START
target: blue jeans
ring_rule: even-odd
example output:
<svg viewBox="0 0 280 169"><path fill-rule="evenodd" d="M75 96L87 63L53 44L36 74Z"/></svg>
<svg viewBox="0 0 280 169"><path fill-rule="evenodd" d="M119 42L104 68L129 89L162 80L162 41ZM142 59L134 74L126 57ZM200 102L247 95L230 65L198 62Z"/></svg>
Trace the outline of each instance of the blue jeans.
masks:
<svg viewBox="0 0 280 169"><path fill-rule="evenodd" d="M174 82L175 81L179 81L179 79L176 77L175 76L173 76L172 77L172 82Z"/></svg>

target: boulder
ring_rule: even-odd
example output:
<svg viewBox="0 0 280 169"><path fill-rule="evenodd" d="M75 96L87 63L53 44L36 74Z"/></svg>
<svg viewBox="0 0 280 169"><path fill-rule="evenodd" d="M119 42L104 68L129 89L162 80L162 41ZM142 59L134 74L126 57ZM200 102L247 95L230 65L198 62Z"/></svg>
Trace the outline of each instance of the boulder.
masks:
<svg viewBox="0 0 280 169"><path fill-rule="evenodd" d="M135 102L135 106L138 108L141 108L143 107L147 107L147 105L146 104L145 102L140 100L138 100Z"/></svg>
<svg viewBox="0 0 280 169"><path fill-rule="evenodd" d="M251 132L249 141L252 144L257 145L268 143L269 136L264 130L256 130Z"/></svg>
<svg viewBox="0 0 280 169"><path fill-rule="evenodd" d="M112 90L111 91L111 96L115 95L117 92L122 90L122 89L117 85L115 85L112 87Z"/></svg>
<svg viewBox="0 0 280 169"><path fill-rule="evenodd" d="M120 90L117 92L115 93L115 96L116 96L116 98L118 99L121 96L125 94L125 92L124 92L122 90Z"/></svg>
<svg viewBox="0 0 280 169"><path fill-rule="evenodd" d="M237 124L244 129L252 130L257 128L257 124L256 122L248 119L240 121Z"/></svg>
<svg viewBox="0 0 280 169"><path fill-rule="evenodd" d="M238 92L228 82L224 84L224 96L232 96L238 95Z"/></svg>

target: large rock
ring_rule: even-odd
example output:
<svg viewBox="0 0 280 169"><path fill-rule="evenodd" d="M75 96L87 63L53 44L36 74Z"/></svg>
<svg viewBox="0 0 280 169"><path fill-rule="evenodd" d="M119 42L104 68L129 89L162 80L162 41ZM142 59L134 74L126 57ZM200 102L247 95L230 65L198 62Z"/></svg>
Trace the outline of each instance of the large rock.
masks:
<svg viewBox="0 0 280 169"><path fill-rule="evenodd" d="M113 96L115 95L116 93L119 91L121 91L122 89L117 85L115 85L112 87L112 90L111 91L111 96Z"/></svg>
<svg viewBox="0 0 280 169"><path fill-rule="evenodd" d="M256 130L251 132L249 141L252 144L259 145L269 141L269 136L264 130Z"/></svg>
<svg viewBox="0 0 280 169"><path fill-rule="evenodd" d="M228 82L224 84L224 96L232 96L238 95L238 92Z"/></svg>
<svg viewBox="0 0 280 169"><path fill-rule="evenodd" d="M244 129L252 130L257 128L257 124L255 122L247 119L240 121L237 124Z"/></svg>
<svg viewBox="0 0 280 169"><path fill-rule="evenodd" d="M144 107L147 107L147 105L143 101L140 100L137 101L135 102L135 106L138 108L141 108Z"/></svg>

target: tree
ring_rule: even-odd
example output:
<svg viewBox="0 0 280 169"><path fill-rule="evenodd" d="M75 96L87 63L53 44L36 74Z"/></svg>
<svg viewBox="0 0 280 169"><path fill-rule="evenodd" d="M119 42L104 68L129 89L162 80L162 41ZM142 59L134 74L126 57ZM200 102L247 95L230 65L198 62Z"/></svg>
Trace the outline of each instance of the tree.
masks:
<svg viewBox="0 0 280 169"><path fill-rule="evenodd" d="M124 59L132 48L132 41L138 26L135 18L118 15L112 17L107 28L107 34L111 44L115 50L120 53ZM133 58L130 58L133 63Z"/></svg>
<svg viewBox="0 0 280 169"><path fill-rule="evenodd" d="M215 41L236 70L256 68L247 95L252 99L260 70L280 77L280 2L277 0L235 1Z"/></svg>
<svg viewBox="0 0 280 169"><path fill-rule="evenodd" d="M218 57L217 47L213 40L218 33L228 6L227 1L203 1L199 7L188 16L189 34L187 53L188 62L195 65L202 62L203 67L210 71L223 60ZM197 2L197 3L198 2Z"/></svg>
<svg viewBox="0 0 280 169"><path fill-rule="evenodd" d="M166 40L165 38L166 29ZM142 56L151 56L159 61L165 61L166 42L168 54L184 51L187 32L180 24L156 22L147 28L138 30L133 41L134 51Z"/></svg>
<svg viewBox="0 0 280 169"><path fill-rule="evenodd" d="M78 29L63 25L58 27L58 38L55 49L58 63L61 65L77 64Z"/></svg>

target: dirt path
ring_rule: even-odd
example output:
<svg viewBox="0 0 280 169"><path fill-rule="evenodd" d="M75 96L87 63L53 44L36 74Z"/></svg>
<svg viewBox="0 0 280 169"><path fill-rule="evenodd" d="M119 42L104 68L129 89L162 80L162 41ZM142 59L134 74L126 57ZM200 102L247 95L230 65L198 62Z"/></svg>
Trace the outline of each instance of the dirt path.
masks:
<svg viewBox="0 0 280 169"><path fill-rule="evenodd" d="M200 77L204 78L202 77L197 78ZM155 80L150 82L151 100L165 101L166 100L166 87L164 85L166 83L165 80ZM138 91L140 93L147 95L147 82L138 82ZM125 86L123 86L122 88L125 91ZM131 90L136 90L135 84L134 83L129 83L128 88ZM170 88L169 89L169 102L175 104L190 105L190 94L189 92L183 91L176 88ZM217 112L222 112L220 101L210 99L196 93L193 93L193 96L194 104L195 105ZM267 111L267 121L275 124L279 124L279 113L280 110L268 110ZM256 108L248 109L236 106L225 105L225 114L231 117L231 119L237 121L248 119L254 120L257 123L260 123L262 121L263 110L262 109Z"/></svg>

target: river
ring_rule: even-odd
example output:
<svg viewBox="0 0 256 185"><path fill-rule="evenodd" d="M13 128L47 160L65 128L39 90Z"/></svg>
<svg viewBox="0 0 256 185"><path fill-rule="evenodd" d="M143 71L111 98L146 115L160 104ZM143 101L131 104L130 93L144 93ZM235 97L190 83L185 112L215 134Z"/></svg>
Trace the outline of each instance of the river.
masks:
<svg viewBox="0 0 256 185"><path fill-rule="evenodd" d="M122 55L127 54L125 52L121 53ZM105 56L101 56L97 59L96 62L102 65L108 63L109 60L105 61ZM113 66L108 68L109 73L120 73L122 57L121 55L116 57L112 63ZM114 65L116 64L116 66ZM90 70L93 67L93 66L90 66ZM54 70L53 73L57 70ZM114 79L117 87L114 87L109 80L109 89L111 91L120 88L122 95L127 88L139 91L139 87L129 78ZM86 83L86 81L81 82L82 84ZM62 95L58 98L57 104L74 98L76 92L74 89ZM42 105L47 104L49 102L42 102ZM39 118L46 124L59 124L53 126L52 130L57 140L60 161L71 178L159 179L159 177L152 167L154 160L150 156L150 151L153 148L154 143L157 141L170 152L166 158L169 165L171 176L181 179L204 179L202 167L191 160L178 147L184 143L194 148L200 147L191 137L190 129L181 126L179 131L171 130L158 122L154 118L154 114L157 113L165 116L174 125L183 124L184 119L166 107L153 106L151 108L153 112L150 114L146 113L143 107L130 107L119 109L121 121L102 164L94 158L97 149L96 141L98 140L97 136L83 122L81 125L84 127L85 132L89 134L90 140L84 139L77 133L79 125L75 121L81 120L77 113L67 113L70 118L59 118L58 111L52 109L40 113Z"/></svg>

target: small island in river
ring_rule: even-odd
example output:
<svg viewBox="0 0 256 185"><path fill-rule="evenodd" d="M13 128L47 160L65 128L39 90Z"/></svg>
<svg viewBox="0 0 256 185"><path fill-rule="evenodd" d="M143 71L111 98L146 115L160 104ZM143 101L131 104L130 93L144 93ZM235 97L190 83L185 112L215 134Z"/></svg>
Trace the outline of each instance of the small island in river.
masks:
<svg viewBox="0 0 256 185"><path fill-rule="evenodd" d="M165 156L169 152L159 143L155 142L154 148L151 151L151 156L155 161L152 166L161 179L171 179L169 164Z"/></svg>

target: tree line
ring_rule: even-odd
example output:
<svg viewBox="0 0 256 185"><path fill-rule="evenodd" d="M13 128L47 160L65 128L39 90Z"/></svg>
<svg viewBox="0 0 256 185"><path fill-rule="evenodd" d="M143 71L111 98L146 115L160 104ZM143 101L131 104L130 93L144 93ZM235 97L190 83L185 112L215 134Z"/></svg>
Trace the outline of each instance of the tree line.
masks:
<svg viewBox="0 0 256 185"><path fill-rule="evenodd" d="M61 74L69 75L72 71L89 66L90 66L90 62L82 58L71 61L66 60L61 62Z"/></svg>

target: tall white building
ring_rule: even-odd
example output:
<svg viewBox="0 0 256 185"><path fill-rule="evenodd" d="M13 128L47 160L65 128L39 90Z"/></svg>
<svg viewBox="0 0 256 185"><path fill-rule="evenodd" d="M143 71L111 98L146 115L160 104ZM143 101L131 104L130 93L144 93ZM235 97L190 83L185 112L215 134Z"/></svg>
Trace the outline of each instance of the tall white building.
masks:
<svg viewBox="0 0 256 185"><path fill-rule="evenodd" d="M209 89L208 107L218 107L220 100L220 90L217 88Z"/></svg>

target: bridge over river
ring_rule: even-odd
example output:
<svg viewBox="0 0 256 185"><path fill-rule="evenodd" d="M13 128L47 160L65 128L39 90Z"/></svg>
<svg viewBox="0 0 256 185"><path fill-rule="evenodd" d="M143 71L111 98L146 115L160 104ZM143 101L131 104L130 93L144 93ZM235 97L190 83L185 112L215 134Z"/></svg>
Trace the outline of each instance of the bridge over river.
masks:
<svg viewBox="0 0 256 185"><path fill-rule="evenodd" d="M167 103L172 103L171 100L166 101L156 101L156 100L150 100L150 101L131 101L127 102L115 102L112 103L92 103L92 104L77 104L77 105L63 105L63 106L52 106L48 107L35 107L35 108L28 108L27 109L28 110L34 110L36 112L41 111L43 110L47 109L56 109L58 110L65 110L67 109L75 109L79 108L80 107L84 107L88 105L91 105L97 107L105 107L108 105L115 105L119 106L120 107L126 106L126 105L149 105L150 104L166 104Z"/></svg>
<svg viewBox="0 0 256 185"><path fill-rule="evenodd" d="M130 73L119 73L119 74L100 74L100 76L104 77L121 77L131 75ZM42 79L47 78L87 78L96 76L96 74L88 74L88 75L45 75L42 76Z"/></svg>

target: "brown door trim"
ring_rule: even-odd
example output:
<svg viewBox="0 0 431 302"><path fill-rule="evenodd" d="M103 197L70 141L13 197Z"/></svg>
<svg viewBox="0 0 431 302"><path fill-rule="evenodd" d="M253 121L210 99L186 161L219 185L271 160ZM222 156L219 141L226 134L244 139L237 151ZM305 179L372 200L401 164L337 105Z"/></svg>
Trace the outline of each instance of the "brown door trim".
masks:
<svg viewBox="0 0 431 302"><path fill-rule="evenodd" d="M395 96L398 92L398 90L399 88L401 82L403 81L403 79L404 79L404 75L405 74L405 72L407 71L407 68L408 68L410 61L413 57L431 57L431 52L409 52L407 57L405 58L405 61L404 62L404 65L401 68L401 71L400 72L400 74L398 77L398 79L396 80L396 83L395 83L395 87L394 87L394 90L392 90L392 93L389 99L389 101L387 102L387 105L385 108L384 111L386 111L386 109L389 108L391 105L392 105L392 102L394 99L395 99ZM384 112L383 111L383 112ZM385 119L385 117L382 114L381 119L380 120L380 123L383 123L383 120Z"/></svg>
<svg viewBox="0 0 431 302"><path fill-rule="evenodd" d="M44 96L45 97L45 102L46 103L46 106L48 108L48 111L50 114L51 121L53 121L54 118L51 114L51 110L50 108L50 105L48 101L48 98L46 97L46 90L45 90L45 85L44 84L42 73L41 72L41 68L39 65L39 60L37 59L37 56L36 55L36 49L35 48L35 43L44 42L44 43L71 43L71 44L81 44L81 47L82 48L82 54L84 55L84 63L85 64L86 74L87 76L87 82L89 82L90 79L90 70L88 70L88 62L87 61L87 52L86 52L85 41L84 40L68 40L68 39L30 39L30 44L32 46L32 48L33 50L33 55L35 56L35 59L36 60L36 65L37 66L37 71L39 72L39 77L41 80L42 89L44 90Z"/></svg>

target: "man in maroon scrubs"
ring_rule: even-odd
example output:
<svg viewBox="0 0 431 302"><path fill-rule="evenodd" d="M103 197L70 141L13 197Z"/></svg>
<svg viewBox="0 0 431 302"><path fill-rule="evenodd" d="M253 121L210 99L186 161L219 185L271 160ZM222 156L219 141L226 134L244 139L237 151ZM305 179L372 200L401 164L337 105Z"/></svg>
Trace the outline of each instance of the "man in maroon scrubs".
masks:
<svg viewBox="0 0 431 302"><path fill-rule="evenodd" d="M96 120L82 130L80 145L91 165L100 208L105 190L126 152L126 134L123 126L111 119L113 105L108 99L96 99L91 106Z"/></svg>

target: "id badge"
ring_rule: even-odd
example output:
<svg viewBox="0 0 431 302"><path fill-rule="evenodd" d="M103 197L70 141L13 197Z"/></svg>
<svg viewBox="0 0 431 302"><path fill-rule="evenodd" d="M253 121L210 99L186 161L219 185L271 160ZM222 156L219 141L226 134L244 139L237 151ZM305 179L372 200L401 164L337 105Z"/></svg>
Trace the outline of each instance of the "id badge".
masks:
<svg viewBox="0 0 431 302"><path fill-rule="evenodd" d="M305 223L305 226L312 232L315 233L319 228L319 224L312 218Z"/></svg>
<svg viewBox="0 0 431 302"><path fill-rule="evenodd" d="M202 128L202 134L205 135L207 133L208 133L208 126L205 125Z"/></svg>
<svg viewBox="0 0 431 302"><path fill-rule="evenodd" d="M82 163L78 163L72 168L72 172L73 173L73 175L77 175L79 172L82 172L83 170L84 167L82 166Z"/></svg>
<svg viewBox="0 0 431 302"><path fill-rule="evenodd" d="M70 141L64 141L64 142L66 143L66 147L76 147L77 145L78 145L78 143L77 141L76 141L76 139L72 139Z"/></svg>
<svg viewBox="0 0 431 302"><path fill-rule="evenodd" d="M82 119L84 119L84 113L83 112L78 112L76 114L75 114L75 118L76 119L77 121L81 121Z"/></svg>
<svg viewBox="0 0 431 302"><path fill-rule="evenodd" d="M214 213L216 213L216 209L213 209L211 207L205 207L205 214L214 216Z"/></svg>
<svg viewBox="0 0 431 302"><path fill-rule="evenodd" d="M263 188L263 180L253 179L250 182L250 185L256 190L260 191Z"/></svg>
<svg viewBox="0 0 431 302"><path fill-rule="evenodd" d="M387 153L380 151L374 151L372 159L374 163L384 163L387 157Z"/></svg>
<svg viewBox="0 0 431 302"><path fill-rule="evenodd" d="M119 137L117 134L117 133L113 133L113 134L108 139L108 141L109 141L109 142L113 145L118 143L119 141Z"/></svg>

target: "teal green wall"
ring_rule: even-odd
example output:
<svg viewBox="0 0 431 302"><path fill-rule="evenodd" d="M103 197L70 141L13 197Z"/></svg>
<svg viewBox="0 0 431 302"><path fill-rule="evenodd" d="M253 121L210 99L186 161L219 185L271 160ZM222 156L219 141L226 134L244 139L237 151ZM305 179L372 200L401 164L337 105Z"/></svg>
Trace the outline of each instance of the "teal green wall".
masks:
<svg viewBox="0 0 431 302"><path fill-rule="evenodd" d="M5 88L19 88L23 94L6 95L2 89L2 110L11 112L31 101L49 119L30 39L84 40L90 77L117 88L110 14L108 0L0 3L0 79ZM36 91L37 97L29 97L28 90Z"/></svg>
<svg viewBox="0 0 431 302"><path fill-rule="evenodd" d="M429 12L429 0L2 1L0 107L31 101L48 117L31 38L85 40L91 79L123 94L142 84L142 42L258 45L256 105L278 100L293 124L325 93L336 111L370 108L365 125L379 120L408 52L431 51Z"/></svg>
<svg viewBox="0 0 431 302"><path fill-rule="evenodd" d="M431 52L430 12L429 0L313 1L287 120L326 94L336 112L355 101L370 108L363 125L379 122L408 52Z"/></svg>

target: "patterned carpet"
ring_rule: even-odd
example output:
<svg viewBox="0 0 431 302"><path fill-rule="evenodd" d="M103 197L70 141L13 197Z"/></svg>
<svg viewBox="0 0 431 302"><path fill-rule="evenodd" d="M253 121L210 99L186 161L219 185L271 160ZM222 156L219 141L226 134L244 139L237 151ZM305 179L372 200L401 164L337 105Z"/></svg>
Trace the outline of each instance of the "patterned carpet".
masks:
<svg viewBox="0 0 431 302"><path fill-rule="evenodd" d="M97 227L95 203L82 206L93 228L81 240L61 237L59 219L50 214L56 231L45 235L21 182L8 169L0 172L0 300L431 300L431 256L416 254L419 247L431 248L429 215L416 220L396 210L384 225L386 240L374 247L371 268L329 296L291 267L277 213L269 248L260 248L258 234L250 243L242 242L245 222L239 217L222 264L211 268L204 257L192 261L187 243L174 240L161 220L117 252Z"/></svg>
END
Which lines above contain the word "green"? Pull out each of them in full, and treat uppercase and lowercase as different.

target: "teal green wall"
Trace the outline of each instance of the "teal green wall".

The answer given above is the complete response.